___ BACAAN ___
Pewujudan Semangat dan Komitmen Berbahasa Indonesia Melalui Semiloka dan Deklarasi Pengutamaan Bahasa

Pewujudan Semangat dan Komitmen Berbahasa Indonesia Melalui Semiloka dan Deklarasi Pengutamaan Bahasa

Surakarta – Banyak daerah di Indonesia mengakui bahwa bahasa daerah yang mereka miliki merupakan akar dari bahasa Indonesia. Hal itu disampaikan Menteri Pendidikan dan Kebudayaan, Prof. Dr. Muhadjir Effendy, ketika  membuka kegiatan Semiloka dan Deklarasi Pengutamaan Bahasa Negara.  Seminar dan lokakarya itu diselenggarakan oleh Pusat Pembinaan, Badan Pengembangan dan Pembinaan Bahasa, bekerja sama dengan Fakultas Ilmu Budaya Universitas Sebelas Maret (UNS) di Auditorium UNS, Surakarta, Rabu, 8 Agustus 2018.

Mendikbud berharap  kegiatan ini dapat mengeluarkan rekomendasi agar pemangku kepentingan mengawal penggunaan bahasa Indonesia di ruang publik. “Ini merupakan tantangan. Jika kita ingin bahasa Indonesia benar-benar digunakan di ruang publik, padanan kata asing harus segera disiapkan,” tegas Muhadjir.
___
TUGAS ANDA
Dengan sebutan apa saja tokoh yang membuka kegiatan itu dirujuk dalam berita tentang semiloka pengutamaan bahasa? Tuliskan setiap sebutan persis seperti dalam teks.
___ BAHAN YANG DISEDIAKAN ___
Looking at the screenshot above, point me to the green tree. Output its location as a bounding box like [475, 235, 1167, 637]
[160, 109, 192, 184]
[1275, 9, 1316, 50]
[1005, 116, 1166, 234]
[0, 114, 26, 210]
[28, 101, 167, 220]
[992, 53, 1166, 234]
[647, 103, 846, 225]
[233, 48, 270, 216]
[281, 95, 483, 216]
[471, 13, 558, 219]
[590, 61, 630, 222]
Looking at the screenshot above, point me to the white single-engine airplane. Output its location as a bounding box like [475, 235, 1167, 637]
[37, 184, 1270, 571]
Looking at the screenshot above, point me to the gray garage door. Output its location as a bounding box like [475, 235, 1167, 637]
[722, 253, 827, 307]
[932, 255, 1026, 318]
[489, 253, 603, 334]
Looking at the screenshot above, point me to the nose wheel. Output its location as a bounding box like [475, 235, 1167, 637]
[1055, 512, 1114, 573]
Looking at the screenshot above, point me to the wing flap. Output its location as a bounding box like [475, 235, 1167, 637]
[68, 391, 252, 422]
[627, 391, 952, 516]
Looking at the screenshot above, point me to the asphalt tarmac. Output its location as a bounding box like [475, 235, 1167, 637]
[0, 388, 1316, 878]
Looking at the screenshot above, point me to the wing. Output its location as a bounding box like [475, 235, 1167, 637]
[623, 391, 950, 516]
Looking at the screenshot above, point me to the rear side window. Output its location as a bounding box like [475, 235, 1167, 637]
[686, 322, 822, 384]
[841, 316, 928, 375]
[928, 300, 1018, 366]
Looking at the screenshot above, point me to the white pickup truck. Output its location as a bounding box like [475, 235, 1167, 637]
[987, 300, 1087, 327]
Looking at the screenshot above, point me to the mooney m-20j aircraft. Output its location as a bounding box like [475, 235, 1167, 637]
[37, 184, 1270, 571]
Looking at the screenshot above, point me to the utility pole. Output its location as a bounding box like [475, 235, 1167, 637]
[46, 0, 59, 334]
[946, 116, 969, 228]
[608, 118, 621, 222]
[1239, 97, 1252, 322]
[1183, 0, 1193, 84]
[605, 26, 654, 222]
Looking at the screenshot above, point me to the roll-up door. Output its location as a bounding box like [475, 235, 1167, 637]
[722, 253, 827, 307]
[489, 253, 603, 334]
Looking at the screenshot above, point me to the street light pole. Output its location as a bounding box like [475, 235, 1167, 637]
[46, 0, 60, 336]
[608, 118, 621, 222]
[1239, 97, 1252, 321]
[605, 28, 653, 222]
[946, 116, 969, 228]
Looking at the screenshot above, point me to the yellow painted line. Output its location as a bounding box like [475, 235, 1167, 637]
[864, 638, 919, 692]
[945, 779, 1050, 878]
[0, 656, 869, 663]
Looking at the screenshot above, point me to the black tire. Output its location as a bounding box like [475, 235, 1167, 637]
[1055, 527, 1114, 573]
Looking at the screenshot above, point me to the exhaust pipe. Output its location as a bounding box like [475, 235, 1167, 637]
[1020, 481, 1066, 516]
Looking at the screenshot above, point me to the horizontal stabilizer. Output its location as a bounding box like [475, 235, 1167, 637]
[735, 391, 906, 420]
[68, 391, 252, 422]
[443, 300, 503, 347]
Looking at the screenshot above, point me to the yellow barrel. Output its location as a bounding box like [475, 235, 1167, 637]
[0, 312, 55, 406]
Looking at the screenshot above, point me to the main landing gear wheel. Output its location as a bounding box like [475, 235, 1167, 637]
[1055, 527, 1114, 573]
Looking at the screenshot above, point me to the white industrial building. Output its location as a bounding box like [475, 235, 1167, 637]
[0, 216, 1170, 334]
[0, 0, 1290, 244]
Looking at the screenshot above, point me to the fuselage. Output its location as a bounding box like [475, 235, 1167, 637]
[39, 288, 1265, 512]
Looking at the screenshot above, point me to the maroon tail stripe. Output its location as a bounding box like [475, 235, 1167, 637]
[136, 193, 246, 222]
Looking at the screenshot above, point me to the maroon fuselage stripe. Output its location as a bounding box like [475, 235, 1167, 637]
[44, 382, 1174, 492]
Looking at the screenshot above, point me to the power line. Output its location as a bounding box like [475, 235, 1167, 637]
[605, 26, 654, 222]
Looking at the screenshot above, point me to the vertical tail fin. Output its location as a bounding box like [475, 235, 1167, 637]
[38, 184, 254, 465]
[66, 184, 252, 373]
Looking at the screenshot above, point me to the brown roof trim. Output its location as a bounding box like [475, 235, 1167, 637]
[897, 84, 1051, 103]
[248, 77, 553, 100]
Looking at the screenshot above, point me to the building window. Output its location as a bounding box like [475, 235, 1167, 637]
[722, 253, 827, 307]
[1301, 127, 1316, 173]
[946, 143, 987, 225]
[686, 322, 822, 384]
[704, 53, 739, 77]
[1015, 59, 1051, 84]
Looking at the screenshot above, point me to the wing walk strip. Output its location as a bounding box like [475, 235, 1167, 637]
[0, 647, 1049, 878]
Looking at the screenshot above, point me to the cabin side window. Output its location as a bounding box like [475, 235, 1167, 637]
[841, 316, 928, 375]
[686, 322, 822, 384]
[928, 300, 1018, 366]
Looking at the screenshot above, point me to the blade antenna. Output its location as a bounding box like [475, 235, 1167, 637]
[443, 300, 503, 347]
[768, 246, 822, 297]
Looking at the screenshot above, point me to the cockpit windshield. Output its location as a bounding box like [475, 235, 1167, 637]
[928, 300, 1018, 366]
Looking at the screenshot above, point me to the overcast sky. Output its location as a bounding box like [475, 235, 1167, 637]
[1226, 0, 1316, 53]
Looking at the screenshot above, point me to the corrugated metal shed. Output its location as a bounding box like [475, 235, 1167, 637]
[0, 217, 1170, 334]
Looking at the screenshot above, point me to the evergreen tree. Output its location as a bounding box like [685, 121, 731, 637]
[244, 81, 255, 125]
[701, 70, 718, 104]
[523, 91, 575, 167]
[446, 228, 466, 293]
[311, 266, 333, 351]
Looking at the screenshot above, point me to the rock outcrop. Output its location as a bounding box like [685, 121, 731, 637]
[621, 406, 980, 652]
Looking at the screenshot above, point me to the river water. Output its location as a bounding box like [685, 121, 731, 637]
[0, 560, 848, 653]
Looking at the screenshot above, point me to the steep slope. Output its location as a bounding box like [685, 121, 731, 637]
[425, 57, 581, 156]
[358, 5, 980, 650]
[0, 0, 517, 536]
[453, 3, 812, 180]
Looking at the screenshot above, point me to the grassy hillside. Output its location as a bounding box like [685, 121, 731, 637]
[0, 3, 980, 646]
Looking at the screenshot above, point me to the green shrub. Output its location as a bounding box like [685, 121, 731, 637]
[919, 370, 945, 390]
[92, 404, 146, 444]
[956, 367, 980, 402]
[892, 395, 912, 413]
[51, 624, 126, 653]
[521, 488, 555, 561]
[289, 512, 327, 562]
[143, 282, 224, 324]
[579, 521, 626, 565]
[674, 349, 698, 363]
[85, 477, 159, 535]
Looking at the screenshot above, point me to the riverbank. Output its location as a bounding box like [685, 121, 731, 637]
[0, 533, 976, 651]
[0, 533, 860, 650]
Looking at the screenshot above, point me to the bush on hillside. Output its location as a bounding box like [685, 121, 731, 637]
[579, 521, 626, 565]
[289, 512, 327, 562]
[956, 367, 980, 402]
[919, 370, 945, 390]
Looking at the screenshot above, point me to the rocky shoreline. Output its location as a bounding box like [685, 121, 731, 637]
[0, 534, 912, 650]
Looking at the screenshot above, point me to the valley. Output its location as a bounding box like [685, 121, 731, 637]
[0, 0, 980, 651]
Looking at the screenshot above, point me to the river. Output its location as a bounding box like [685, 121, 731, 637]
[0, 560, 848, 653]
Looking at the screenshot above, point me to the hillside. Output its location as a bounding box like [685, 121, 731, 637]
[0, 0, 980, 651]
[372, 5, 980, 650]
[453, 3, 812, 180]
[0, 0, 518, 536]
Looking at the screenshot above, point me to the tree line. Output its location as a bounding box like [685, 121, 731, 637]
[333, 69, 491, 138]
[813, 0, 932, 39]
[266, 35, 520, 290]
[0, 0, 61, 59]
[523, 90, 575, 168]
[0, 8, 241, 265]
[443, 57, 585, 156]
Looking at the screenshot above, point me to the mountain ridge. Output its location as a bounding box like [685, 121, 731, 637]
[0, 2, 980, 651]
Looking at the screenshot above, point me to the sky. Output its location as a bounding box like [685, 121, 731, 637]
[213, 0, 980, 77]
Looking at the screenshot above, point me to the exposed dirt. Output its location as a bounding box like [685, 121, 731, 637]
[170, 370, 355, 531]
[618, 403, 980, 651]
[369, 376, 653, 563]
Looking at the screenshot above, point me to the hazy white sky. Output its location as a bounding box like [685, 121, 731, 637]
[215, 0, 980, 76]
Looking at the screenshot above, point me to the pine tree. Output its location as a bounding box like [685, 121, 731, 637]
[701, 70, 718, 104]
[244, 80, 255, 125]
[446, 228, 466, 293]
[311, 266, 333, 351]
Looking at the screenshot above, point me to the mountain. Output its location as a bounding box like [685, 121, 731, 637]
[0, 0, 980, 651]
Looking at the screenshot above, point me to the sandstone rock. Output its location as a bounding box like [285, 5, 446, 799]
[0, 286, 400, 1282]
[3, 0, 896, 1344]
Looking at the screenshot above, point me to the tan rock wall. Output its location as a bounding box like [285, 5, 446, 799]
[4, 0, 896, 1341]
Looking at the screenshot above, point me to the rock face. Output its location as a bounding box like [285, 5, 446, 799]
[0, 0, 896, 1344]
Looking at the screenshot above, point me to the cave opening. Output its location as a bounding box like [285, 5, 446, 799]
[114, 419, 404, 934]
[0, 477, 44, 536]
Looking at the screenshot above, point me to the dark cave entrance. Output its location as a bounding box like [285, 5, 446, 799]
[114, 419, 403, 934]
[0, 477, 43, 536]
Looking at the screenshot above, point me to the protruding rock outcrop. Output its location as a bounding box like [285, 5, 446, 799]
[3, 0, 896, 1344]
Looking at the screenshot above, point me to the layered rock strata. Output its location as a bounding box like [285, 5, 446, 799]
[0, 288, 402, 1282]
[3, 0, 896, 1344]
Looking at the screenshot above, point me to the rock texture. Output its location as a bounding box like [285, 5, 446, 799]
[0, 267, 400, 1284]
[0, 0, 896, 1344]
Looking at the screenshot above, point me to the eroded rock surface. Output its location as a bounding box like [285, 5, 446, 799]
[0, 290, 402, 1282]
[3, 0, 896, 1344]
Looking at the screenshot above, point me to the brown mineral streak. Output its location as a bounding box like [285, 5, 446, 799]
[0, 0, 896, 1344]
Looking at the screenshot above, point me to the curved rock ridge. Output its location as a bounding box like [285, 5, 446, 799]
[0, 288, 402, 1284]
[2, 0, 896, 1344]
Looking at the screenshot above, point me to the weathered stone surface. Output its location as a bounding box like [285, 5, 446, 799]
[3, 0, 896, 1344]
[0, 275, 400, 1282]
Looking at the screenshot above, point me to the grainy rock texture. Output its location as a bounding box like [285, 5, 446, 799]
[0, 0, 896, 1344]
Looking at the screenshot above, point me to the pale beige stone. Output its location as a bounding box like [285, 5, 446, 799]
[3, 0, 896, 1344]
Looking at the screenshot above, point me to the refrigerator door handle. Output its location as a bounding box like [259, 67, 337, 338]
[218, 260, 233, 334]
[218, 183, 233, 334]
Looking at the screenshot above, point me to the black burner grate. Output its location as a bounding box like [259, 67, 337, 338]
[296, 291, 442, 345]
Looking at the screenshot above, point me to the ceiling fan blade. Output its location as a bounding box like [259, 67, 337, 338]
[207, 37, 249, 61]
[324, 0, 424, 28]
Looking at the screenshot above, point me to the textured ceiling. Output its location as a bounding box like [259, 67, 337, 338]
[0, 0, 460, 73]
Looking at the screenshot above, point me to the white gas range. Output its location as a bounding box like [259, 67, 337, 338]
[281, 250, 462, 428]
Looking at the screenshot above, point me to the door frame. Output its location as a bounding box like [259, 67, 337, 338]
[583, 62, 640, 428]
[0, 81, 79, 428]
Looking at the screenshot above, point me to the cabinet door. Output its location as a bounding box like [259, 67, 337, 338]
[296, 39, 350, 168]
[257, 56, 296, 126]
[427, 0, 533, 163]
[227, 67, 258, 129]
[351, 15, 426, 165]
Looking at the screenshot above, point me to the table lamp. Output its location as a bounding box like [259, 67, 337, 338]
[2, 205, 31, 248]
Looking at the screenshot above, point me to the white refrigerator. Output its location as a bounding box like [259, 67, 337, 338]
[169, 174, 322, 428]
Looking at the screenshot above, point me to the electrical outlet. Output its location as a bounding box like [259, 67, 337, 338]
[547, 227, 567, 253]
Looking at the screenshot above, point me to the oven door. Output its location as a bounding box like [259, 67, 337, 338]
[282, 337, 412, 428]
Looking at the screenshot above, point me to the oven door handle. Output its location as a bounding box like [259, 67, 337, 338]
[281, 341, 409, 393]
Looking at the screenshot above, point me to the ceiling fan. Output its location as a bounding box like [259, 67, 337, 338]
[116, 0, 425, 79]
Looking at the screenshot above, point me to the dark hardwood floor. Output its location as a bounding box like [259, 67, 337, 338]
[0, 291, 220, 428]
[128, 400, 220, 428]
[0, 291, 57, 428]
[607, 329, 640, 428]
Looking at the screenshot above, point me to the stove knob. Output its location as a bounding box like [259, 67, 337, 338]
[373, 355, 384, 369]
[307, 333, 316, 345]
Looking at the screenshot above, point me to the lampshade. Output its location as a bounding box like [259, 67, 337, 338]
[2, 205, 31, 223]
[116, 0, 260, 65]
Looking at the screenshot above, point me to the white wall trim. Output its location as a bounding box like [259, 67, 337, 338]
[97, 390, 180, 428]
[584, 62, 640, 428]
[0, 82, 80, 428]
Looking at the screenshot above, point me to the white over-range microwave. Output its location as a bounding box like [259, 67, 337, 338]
___
HASIL
Menteri Pendidikan dan Kebudayaan
Prof. Dr. Muhadjir Effendy
Mendikbud
Muhadjir